### Document extract
Võ Văn Thưởng (; born 13 December 1970) is a Vietnamese politician serving as the President of Vietnam since 2023, being the youngest person to serve in this position under the current Socialist Republic of Vietnam. As the country's head of state, Thưởng is the second highest official in Vietnam after the General Secretary of the Communist Party.

He is currently a member of the Politburo and served as the Executive Secretary of the Communist Party of Vietnam (CPV) from 2021 until 2023. He is also a member of the 15th National Assembly of Vietnam. He was the head of Central Propaganda Department of the Communist Party of Vietnam from 2016 to 2021, a deputy standing Secretary of the Ho Chi Minh City Party Committee; Secretary of the Quang Ngai Party Committee; standing Secretary and First Secretary of the Central Committee of the Ho Chi Minh Communist Youth Union, Chairman of the Vietnam Youth Federation. He is the youngest standing member of the Secretariat of the Party Central Committee in the history of the Communist Party of Vietnam.

Thưởng is a member of the Communist Party of Vietnam, holding a Master's degree in philosophy and an advanced degree in political theory. He was a member of the 12th and 14th National Assembly of Vietnam, and a member of the Central Committee of the Communist Party of Vietnam since 2011.
######
» Exercise goal
Rewrite the part of the Võ Văn Thưởng text that opens with the words containing "Võ Văn Thưởng" and closes with "the Communist Party.", swapping "head of state" for "chief of state". The entries that follow have no connection to the text above.
### Stored records
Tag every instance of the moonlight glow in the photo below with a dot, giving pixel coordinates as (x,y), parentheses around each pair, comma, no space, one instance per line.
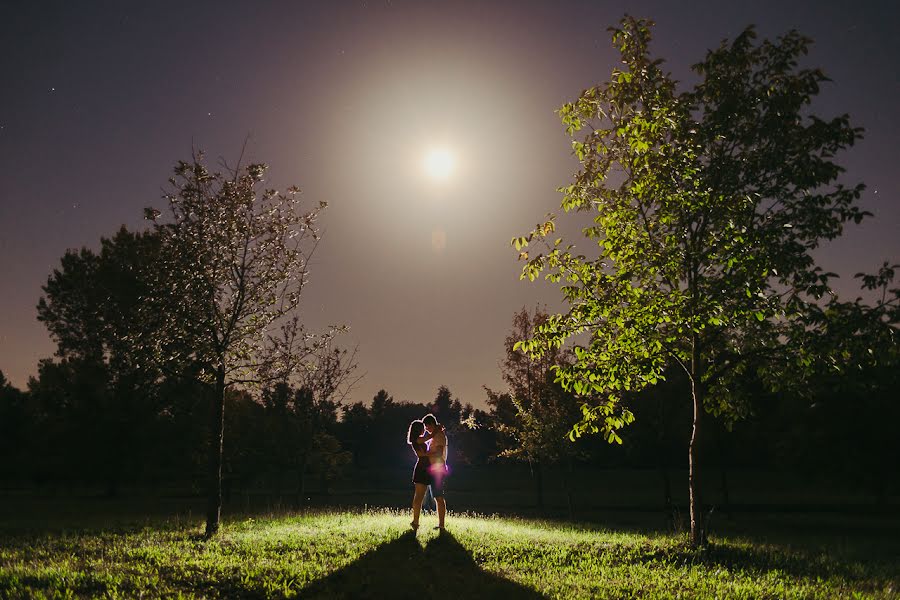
(439,163)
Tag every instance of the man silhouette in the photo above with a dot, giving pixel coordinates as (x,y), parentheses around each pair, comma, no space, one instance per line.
(437,453)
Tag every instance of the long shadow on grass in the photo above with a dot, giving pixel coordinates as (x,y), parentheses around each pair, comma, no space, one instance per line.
(403,569)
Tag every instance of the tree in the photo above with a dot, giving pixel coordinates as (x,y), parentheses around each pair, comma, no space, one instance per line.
(91,306)
(536,414)
(707,205)
(235,262)
(847,397)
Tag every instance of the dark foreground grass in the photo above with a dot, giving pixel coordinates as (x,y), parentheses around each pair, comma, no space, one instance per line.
(344,554)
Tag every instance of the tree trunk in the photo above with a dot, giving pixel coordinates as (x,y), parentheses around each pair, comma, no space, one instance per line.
(538,486)
(216,444)
(301,482)
(567,480)
(696,507)
(726,497)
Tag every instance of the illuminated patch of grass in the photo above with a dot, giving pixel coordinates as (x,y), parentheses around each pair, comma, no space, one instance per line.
(372,554)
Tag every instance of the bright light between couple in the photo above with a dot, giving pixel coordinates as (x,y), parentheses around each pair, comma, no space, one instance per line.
(428,441)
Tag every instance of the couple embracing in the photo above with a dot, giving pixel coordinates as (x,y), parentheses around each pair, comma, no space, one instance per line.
(428,440)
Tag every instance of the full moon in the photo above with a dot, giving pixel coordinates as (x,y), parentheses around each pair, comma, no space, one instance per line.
(439,163)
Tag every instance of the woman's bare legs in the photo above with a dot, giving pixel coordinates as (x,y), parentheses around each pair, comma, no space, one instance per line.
(418,497)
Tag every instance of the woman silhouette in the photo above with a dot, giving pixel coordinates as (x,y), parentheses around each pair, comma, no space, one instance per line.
(422,477)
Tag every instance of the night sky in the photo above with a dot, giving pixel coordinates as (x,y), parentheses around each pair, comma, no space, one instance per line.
(99,99)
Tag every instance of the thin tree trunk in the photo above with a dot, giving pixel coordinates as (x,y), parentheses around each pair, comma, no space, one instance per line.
(301,483)
(214,505)
(726,497)
(539,486)
(570,498)
(696,508)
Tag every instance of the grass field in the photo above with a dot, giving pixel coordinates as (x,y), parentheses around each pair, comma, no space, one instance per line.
(372,554)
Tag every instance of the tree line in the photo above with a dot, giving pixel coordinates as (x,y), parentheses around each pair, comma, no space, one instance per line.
(698,326)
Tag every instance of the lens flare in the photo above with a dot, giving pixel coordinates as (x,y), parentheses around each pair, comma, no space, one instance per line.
(439,164)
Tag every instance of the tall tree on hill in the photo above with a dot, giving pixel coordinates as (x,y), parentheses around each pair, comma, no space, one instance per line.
(707,205)
(93,306)
(235,262)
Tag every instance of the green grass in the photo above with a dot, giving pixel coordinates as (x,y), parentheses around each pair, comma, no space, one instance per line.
(335,554)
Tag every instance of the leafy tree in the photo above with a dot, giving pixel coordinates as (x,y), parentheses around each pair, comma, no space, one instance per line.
(536,414)
(235,262)
(707,204)
(90,307)
(855,378)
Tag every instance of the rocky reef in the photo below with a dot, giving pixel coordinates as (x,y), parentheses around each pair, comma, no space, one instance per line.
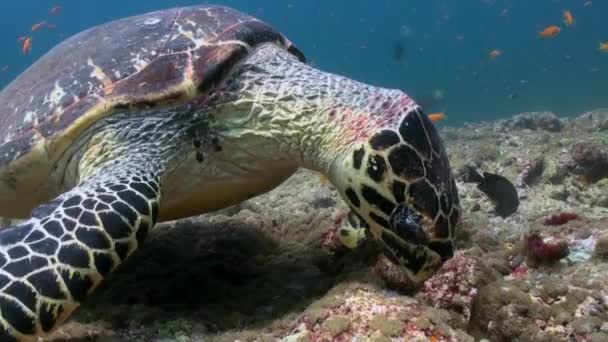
(269,269)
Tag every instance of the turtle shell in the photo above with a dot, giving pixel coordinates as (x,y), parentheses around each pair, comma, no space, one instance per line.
(169,55)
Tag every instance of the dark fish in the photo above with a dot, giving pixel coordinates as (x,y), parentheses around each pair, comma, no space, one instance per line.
(407,224)
(399,50)
(499,189)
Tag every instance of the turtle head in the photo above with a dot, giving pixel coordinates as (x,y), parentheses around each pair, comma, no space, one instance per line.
(396,177)
(376,146)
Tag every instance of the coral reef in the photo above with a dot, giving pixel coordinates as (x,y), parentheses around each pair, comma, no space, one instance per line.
(546,121)
(590,161)
(560,218)
(540,251)
(273,269)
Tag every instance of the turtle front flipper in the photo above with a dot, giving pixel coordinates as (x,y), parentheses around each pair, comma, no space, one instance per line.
(51,262)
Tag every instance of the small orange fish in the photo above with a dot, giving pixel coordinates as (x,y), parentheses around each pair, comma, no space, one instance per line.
(495,53)
(436,117)
(549,32)
(568,18)
(27,45)
(38,26)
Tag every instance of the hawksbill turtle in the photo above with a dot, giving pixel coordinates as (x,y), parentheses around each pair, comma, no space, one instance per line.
(183,111)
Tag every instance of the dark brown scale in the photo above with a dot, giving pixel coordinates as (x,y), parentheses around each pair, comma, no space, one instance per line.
(443,248)
(399,189)
(425,198)
(375,199)
(200,157)
(352,197)
(358,158)
(149,37)
(442,227)
(384,139)
(376,168)
(406,163)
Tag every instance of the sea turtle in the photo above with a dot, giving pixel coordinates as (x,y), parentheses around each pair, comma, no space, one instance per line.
(183,111)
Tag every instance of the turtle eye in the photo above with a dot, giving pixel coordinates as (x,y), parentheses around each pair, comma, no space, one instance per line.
(355,220)
(407,224)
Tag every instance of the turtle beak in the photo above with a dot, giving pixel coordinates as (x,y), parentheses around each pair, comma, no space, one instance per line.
(403,188)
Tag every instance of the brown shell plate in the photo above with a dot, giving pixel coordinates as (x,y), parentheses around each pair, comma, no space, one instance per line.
(166,55)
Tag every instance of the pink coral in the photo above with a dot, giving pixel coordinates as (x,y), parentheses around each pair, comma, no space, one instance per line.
(540,250)
(329,240)
(560,218)
(453,286)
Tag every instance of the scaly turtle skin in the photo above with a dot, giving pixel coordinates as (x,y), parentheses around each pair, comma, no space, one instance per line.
(183,111)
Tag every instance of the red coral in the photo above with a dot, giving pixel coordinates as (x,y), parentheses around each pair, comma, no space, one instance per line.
(560,218)
(330,242)
(544,251)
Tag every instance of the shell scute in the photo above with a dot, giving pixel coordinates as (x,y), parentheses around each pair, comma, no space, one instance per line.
(158,56)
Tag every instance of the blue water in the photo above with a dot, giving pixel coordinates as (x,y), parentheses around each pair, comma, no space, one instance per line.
(444,46)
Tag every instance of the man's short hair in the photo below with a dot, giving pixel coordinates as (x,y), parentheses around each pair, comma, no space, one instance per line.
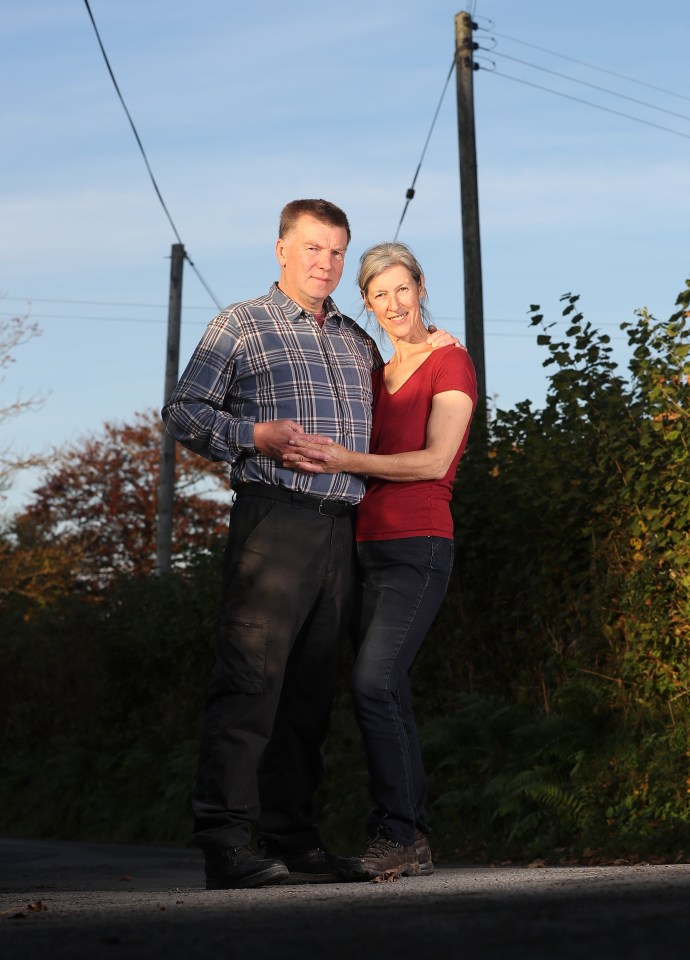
(321,210)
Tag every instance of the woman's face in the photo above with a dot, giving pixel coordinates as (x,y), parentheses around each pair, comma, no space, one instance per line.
(394,298)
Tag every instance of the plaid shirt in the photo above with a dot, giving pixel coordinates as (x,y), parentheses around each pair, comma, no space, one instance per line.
(266,359)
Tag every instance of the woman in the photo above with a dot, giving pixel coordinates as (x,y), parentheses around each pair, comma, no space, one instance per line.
(423,403)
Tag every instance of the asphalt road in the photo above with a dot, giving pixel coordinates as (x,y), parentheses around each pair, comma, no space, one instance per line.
(70,900)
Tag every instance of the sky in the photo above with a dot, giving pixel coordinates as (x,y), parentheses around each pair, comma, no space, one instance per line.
(582,115)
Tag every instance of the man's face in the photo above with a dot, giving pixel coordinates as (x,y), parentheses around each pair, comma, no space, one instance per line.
(311,259)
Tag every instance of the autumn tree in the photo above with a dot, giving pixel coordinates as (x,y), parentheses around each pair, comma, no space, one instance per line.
(93,516)
(14,333)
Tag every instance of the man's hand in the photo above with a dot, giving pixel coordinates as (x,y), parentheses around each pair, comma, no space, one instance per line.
(441,338)
(273,437)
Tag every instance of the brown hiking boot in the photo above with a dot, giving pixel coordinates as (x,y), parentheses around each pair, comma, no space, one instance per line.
(383,859)
(423,851)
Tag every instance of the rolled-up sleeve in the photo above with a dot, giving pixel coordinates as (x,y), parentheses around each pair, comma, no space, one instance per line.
(197,414)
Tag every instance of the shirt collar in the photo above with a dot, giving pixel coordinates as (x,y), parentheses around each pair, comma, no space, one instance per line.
(293,311)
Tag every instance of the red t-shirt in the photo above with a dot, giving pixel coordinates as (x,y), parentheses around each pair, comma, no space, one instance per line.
(419,508)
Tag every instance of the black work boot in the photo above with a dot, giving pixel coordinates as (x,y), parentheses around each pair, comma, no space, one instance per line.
(234,868)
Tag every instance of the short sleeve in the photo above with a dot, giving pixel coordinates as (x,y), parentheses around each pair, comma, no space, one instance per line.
(454,370)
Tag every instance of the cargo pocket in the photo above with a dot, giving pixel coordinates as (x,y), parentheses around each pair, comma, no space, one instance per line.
(241,653)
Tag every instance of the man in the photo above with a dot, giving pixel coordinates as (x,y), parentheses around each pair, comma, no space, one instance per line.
(266,369)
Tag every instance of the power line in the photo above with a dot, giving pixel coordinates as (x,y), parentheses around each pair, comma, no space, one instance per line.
(588,103)
(591,66)
(585,83)
(94,303)
(410,193)
(146,161)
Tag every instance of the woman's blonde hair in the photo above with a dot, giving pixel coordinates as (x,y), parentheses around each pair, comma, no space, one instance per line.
(383,256)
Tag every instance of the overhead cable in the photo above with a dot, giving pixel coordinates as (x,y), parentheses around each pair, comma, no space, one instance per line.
(143,153)
(597,106)
(585,83)
(410,193)
(591,66)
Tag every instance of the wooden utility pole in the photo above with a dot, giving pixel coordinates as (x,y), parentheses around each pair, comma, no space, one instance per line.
(469,198)
(166,485)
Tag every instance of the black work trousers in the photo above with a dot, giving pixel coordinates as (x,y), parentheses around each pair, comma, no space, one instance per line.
(286,597)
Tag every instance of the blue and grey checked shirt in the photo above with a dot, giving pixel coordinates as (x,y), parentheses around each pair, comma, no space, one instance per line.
(267,359)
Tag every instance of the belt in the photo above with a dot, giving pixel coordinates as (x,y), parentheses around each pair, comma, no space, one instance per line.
(328,508)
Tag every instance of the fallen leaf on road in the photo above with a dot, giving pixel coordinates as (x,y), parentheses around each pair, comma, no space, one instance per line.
(388,877)
(36,907)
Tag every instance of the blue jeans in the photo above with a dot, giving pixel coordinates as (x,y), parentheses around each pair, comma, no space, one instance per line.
(403,584)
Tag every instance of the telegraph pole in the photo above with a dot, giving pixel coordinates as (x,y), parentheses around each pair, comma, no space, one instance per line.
(469,198)
(166,485)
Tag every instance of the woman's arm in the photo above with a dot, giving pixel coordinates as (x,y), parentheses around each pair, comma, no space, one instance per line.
(450,416)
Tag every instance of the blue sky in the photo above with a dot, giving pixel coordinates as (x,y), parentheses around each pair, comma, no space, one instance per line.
(243,107)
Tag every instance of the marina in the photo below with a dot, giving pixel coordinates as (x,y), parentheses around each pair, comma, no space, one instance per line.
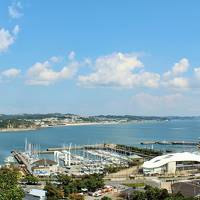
(80,161)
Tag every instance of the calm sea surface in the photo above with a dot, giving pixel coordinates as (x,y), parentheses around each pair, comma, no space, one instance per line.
(131,134)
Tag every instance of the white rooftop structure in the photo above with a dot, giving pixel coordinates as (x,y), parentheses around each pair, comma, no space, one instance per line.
(41,194)
(167,163)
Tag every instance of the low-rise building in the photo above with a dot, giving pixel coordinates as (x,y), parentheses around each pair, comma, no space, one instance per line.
(171,163)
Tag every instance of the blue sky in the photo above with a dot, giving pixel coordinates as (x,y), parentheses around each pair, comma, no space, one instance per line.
(100,57)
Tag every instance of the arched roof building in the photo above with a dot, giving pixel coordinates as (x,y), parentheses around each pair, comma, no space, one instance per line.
(169,163)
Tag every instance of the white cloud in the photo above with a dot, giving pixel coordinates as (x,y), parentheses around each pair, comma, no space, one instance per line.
(173,78)
(11,73)
(43,73)
(178,68)
(7,38)
(71,55)
(15,10)
(148,104)
(119,70)
(177,83)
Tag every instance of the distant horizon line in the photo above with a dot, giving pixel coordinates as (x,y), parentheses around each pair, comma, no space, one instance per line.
(93,115)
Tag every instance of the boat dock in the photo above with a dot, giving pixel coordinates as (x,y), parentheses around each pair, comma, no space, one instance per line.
(22,161)
(170,143)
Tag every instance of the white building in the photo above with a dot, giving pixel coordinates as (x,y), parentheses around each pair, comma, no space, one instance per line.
(170,163)
(36,194)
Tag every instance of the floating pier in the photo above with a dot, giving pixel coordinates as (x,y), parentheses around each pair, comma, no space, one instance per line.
(170,143)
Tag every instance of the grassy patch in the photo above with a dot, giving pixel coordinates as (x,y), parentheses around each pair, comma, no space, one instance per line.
(135,185)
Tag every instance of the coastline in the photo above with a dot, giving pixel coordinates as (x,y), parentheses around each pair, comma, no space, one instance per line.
(13,130)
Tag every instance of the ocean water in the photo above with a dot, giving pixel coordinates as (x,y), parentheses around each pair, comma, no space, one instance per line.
(131,134)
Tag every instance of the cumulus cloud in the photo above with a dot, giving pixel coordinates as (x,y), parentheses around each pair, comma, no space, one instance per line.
(156,104)
(7,38)
(71,55)
(15,10)
(119,70)
(173,78)
(11,73)
(178,68)
(42,73)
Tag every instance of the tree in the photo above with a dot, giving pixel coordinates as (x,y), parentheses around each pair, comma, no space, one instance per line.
(138,195)
(53,192)
(31,180)
(75,196)
(9,188)
(106,198)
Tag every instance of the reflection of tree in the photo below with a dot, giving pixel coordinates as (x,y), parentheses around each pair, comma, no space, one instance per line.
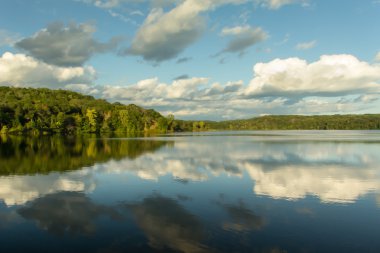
(168,225)
(63,212)
(242,218)
(42,155)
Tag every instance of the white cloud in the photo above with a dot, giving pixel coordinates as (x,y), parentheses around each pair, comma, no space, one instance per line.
(64,46)
(306,45)
(277,4)
(164,36)
(8,38)
(21,70)
(331,75)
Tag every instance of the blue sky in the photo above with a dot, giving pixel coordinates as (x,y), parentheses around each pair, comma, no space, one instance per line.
(209,59)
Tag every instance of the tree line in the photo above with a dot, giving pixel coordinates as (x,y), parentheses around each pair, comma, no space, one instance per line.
(25,110)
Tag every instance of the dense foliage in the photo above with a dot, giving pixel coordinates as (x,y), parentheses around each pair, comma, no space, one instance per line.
(295,122)
(46,111)
(60,111)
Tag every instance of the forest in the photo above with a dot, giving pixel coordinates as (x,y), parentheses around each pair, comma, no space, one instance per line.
(24,110)
(44,111)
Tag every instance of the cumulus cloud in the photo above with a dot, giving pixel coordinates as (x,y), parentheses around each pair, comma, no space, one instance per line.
(22,70)
(331,75)
(65,46)
(306,45)
(281,86)
(243,38)
(164,36)
(111,4)
(183,60)
(8,38)
(277,4)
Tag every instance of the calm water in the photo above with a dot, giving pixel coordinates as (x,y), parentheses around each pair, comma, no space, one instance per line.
(216,192)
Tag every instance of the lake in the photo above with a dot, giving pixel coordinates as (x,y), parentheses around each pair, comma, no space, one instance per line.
(254,191)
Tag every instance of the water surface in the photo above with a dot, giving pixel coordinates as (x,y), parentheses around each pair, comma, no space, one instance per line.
(275,191)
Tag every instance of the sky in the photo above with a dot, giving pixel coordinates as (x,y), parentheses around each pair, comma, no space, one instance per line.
(199,59)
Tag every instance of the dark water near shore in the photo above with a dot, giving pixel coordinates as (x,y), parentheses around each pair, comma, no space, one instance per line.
(295,191)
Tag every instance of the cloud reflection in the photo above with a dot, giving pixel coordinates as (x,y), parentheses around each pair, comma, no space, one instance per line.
(66,212)
(168,225)
(337,172)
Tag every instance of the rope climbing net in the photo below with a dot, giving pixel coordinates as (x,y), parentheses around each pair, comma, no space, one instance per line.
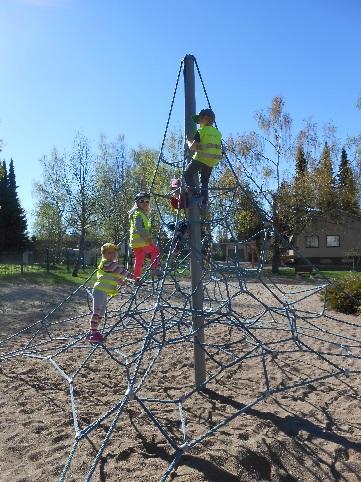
(255,326)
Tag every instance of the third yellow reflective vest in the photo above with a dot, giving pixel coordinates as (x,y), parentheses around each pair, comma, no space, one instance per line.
(136,238)
(106,281)
(210,146)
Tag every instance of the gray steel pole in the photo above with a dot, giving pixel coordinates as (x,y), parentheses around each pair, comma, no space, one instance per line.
(195,233)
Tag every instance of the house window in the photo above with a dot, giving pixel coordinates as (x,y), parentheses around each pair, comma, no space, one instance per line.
(333,241)
(311,241)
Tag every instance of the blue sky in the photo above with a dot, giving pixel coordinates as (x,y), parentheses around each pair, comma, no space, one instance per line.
(109,67)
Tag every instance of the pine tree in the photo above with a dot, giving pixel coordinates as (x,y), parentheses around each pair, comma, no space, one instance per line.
(346,185)
(3,204)
(14,219)
(327,193)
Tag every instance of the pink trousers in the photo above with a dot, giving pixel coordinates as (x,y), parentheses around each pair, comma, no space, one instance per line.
(140,254)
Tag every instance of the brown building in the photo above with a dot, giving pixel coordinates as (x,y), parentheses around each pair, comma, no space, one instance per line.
(330,241)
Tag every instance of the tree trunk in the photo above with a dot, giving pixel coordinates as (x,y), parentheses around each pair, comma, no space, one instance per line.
(276,255)
(80,254)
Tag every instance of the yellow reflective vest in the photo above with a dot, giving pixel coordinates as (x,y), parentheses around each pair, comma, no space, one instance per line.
(107,281)
(136,238)
(210,146)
######
» Written response
Võ Văn Thưởng (; born 13 December 1970) is a Vietnamese politician serving as the President of Vietnam since 2023, being the youngest person to serve in this position under the current Socialist Republic of Vietnam. As the country's chief of state, Thưởng is the second highest official in Vietnam after the General Secretary of the Communist Party.